_TASK OBJECTIVE_.
Without including any pictures, copy each entry below exactly.
ENTRIES PROVIDED below:
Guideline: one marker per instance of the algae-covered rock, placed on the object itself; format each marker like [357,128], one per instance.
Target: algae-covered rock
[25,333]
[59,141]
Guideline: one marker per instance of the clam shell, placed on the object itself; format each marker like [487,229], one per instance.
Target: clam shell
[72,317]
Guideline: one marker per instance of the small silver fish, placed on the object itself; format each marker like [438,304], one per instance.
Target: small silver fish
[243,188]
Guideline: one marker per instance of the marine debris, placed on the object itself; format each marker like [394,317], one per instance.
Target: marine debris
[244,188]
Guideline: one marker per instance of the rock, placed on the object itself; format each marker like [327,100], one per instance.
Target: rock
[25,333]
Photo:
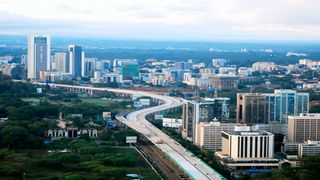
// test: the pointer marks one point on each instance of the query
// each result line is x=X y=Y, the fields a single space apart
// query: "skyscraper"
x=283 y=103
x=88 y=67
x=38 y=55
x=61 y=62
x=304 y=127
x=129 y=70
x=76 y=59
x=205 y=111
x=271 y=107
x=251 y=108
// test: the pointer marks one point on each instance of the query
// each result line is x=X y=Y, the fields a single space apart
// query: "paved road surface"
x=192 y=165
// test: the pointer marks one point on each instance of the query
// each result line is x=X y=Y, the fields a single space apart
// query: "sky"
x=203 y=20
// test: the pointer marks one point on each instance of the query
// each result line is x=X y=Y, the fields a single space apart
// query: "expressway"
x=136 y=120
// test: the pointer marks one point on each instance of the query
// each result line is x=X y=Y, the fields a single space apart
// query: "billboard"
x=131 y=139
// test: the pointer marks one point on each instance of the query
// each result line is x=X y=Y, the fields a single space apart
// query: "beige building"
x=225 y=82
x=309 y=148
x=263 y=66
x=209 y=134
x=304 y=127
x=245 y=148
x=54 y=76
x=251 y=108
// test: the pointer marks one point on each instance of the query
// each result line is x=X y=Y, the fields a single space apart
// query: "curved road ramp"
x=193 y=166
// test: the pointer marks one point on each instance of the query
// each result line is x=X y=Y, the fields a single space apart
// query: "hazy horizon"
x=176 y=20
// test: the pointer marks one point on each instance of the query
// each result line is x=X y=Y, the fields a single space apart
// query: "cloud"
x=165 y=19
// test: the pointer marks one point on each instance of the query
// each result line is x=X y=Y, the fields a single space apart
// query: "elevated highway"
x=136 y=120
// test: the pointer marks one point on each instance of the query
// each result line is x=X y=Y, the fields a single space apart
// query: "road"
x=136 y=120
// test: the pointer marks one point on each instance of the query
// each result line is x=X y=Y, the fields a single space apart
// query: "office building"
x=183 y=65
x=309 y=63
x=129 y=70
x=209 y=134
x=263 y=66
x=245 y=72
x=38 y=55
x=251 y=108
x=225 y=82
x=283 y=103
x=54 y=76
x=245 y=148
x=219 y=62
x=256 y=108
x=309 y=148
x=304 y=127
x=61 y=62
x=76 y=60
x=171 y=123
x=204 y=111
x=88 y=67
x=24 y=60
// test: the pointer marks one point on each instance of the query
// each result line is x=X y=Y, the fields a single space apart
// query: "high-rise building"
x=283 y=103
x=205 y=111
x=247 y=148
x=256 y=108
x=38 y=55
x=219 y=62
x=251 y=108
x=88 y=67
x=76 y=60
x=129 y=70
x=183 y=65
x=304 y=127
x=244 y=143
x=263 y=66
x=24 y=59
x=309 y=148
x=225 y=82
x=61 y=62
x=209 y=134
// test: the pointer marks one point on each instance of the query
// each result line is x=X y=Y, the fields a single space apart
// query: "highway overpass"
x=136 y=120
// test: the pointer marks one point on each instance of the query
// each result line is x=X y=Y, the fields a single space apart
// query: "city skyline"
x=165 y=20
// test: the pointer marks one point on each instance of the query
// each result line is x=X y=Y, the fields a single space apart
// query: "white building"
x=245 y=72
x=263 y=66
x=88 y=67
x=171 y=122
x=54 y=76
x=61 y=62
x=246 y=148
x=228 y=70
x=76 y=60
x=304 y=127
x=313 y=86
x=309 y=148
x=38 y=55
x=309 y=63
x=209 y=134
x=219 y=62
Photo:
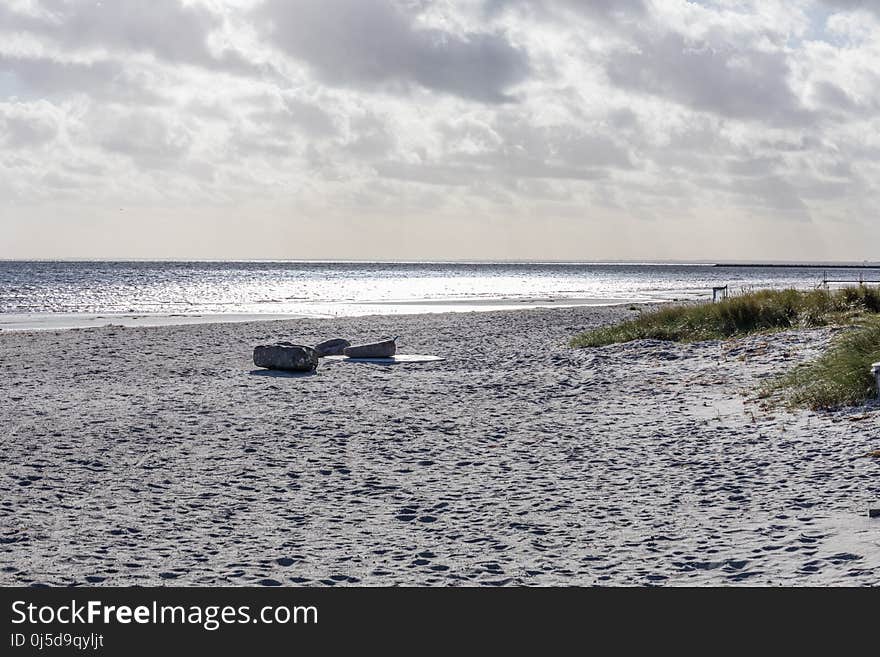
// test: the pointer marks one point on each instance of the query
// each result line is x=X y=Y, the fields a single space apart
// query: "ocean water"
x=321 y=289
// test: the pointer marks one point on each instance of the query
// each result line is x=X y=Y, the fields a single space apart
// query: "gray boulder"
x=286 y=356
x=332 y=347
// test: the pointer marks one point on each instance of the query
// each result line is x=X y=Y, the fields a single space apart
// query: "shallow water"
x=321 y=289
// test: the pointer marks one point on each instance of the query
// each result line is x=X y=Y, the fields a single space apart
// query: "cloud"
x=598 y=114
x=378 y=44
x=849 y=5
x=720 y=76
x=167 y=29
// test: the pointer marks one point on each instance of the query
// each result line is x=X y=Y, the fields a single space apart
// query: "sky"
x=440 y=129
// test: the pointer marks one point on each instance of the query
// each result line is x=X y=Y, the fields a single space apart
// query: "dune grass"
x=840 y=377
x=764 y=310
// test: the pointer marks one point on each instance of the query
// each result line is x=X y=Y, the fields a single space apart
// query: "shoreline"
x=161 y=455
x=26 y=322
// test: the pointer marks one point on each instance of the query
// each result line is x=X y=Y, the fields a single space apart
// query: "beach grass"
x=840 y=377
x=736 y=316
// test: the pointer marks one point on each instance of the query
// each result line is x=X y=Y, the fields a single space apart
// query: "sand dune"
x=158 y=455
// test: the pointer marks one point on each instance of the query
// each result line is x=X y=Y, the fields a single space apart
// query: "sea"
x=37 y=293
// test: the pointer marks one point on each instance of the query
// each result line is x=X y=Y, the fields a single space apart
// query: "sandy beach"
x=159 y=455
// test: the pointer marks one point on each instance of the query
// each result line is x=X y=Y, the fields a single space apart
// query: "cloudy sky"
x=544 y=129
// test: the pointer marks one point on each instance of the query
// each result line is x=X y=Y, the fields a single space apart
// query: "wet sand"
End of ENTRIES PROVIDED.
_ANSWER TO THIS TASK_.
Guideline: one marker per instance of the algae-covered rock, placed on the object itself; format each marker like [357,128], one per instance.
Target: algae-covered rock
[25,333]
[59,141]
Guideline: one marker per instance of the clam shell, placed on the object itself; format each marker like [487,229], one per instance.
Target: clam shell
[72,317]
Guideline: one marker per instance of the small silver fish, placed on the object itself; format each marker like [438,304], one per instance.
Target: small silver fish
[243,188]
Guideline: one marker per instance of the marine debris, placed on the object itself; format each marker like [394,317], one per instance.
Target: marine debris
[244,188]
Guideline: one marker per instance of the rock, placed on the object itself; format each marker like [327,100], one per instance.
Target: rock
[25,333]
Photo:
// test: the pointer marks one point on each instance of the query
// each result line is x=X y=Y, the fields a single space apart
// query: "skyscraper"
x=283 y=103
x=88 y=67
x=38 y=55
x=61 y=62
x=304 y=127
x=129 y=70
x=76 y=59
x=205 y=111
x=271 y=107
x=251 y=108
// test: the pointer marks one point on each instance of the query
// each result line is x=X y=Y, the fields a single space apart
// query: "paved road surface"
x=192 y=165
// test: the pointer marks one point on each instance of the query
// each result line is x=X y=Y, the fields a single space apart
// query: "sky"
x=203 y=20
// test: the pointer marks one point on each instance of the query
// each result line is x=X y=Y, the fields a single space apart
// query: "expressway"
x=136 y=120
// test: the pointer marks one point on each instance of the query
// each result line is x=X y=Y, the fields a single space apart
// query: "billboard"
x=131 y=139
// test: the pointer marks one point on each instance of the query
// each result line is x=X y=Y, the fields a single space apart
// query: "beige building"
x=225 y=82
x=309 y=148
x=263 y=66
x=209 y=134
x=304 y=127
x=245 y=148
x=54 y=76
x=251 y=108
// test: the pointer marks one point on each instance of the query
// each result line is x=X y=Y, the fields a single space apart
// query: "curved road ramp"
x=193 y=166
// test: the pointer marks one point on each instance of the query
// each result line is x=X y=Y, the fields a single space apart
// query: "hazy horizon"
x=176 y=20
// test: the pointer marks one point on each instance of the query
// each result line is x=X y=Y, the fields a single space apart
// query: "cloud"
x=165 y=19
// test: the pointer marks one point on each instance of the query
// each result line is x=X y=Y, the fields a single space apart
// query: "elevated highway"
x=136 y=120
// test: the pointer marks one point on each instance of the query
// each result line is x=X y=Y, the fields a single space apart
// query: "road"
x=136 y=120
// test: the pointer marks one point on each instance of the query
// each result line is x=X y=Y, the fields a single space apart
// query: "office building"
x=183 y=65
x=309 y=63
x=129 y=70
x=209 y=134
x=263 y=66
x=245 y=72
x=38 y=55
x=251 y=108
x=225 y=82
x=283 y=103
x=54 y=76
x=245 y=148
x=219 y=62
x=256 y=108
x=309 y=148
x=304 y=127
x=61 y=62
x=76 y=60
x=171 y=123
x=204 y=111
x=88 y=67
x=24 y=60
// test: the pointer marks one point on each instance of the query
// each result line is x=X y=Y, the fields a single space apart
// query: "high-rise building"
x=283 y=103
x=205 y=111
x=247 y=148
x=256 y=108
x=38 y=55
x=219 y=62
x=251 y=108
x=88 y=67
x=76 y=60
x=129 y=70
x=183 y=65
x=304 y=127
x=244 y=143
x=263 y=66
x=24 y=59
x=309 y=148
x=225 y=82
x=61 y=62
x=209 y=134
// test: the pointer marks one point on each instance of the query
// each result line is x=X y=Y, the fields a single space apart
// query: "highway overpass"
x=136 y=120
// test: the pointer marks one point on each instance of the query
// each result line is x=X y=Y, the fields a single space apart
// query: "city skyline"
x=165 y=20
// test: the pointer marks one point on each instance of the query
// each result line is x=X y=Y, the fields a single space apart
// query: "white building"
x=245 y=72
x=263 y=66
x=88 y=67
x=171 y=122
x=54 y=76
x=61 y=62
x=246 y=148
x=228 y=70
x=76 y=60
x=304 y=127
x=313 y=86
x=309 y=148
x=38 y=55
x=309 y=63
x=209 y=134
x=219 y=62
Photo:
// test: the pointer marks one point on each instance of the query
// each result line is x=X y=Y, the fields a single space apart
// query: "ocean water"
x=321 y=289
// test: the pointer marks one point on each instance of the query
// each result line is x=X y=Y, the fields a single space apart
// query: "gray boulder"
x=286 y=356
x=332 y=347
// test: the pointer marks one point on each instance of the query
// each result line is x=X y=Y, the fields a single space apart
// query: "shallow water"
x=321 y=289
// test: the pointer marks one point on each instance of the query
// each result line is x=X y=Y, the fields a single space apart
// query: "cloud"
x=598 y=114
x=378 y=44
x=849 y=5
x=720 y=76
x=167 y=29
// test: the pointer marks one point on each instance of the query
// each result line is x=X y=Y, the fields a single space apart
// query: "sky"
x=440 y=129
// test: the pointer marks one point on each instance of the query
// each result line is x=X y=Y, the fields a single space apart
// query: "dune grass"
x=840 y=377
x=764 y=310
// test: the pointer marks one point on each instance of the query
// each result line is x=X y=Y, the fields a single space apart
// query: "shoreline"
x=161 y=455
x=26 y=322
// test: the pointer marks one point on each instance of the query
// each result line is x=X y=Y, the fields a single space apart
// query: "beach grass"
x=840 y=377
x=736 y=316
// test: the pointer marks one point on each instance of the query
// each result line is x=X y=Y, the fields a single space apart
// query: "sand dune"
x=158 y=455
// test: the pointer marks one point on each instance of the query
// each result line is x=X y=Y, the fields a single space apart
// query: "sea"
x=37 y=293
// test: the pointer marks one point on each instance of the query
// each result line is x=X y=Y, the fields a single space apart
// query: "sandy beach"
x=159 y=455
// test: the pointer marks one point on each instance of the query
// each result line is x=X y=Y, the fields a single space apart
// query: "cloudy sky"
x=544 y=129
// test: the pointer marks one point on each instance of the query
// each result line is x=X y=Y, the fields a single space apart
// query: "wet sand"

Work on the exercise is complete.